--- Directions ---
Lines in the listing below may contain the word "tent". State how many do, and nothing more.

--- Records provided ---
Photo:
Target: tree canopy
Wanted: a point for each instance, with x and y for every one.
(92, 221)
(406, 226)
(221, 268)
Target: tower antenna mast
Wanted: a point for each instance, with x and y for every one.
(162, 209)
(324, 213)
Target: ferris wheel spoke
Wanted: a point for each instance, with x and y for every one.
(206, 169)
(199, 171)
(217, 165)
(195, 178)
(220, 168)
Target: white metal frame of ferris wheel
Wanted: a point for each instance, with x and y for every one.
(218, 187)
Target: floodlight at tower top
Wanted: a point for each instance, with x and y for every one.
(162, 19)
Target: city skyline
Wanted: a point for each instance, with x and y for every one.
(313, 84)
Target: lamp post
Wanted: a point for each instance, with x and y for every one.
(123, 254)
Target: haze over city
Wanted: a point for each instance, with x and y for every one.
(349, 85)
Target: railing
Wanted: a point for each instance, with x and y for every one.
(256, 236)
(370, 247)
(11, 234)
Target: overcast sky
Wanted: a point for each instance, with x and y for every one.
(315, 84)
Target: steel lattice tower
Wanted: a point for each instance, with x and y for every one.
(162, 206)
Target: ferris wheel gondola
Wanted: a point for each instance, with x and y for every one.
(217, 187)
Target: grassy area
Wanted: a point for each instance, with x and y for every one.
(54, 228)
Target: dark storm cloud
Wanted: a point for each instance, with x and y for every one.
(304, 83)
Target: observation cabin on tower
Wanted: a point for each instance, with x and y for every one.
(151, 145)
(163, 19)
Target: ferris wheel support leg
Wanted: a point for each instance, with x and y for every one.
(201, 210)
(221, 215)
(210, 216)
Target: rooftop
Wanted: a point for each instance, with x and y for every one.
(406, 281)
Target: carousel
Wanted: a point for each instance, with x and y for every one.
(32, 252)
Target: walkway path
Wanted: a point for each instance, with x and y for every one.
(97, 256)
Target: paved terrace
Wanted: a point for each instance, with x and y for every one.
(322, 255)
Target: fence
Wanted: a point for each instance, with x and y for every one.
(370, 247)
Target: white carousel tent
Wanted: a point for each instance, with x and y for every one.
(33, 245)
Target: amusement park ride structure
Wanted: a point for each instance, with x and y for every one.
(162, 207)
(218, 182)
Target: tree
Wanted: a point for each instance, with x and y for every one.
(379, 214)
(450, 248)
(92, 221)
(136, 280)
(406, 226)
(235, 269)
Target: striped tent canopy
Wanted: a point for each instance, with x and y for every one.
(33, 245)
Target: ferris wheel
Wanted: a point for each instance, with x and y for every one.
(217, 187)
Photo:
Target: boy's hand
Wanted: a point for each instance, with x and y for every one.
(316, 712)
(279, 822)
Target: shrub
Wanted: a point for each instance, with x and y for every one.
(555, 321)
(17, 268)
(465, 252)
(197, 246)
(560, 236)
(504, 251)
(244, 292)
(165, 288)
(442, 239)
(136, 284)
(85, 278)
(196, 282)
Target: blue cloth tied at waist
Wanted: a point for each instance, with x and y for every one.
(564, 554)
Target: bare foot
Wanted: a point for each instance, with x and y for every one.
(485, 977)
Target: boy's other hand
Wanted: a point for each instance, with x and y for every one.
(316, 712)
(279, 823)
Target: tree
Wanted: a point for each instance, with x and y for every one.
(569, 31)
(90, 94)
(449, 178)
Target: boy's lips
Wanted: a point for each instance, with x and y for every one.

--- Answer box ---
2